[Exercise directions]: Rewrite the entries below with every instance of "silty streambed" changed to "muddy riverbed" and all other text left unchanged. Leave the pictures out of your answer.

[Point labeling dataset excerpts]

#####

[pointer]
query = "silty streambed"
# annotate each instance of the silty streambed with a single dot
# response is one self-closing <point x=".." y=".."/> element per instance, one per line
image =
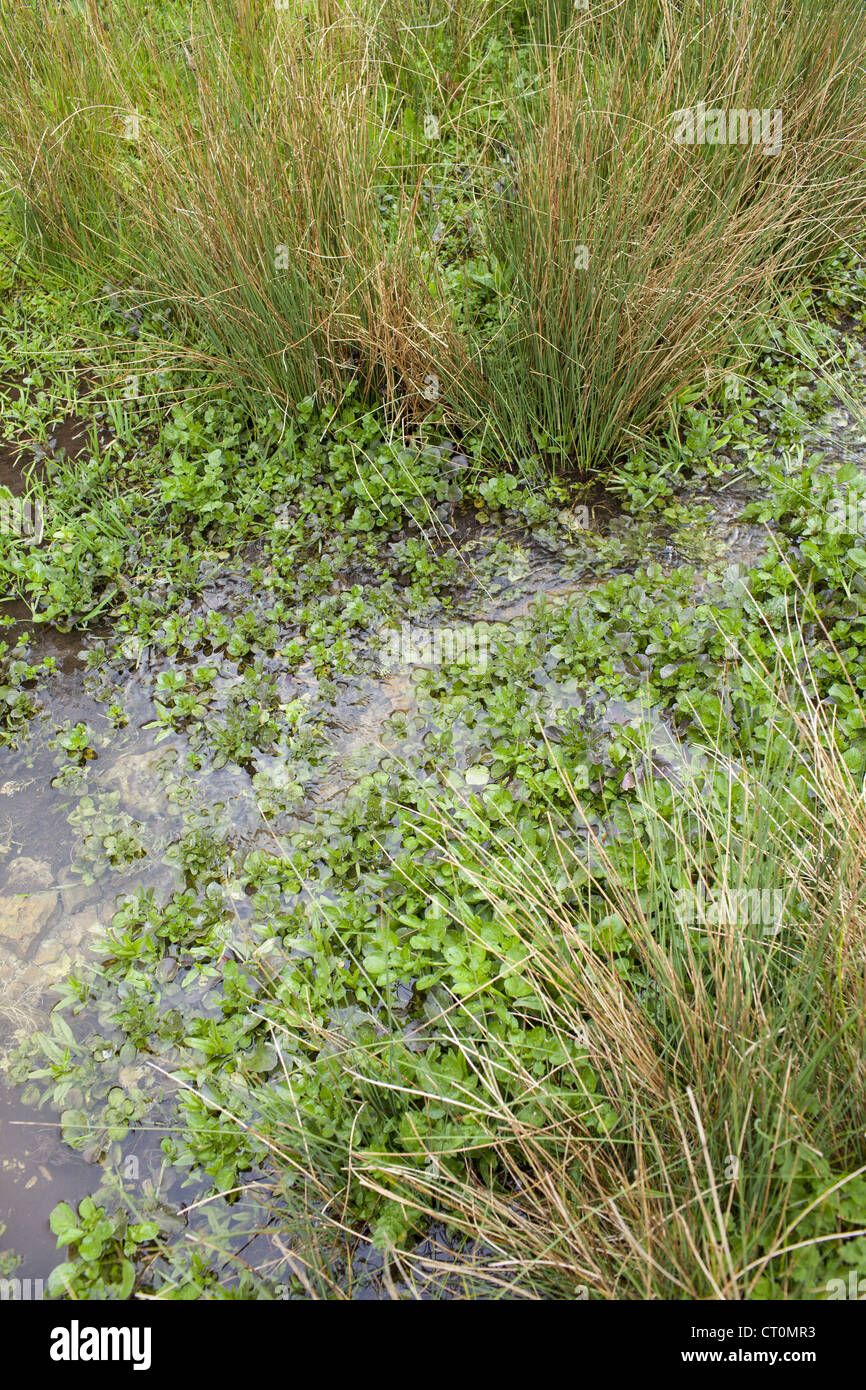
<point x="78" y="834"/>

#####

[Task response]:
[pointer]
query = "muddy riverbed"
# annotate each instance of the muddy riverbed with a single dot
# response is one self-closing <point x=".." y=".."/> element per instance, one per line
image =
<point x="78" y="834"/>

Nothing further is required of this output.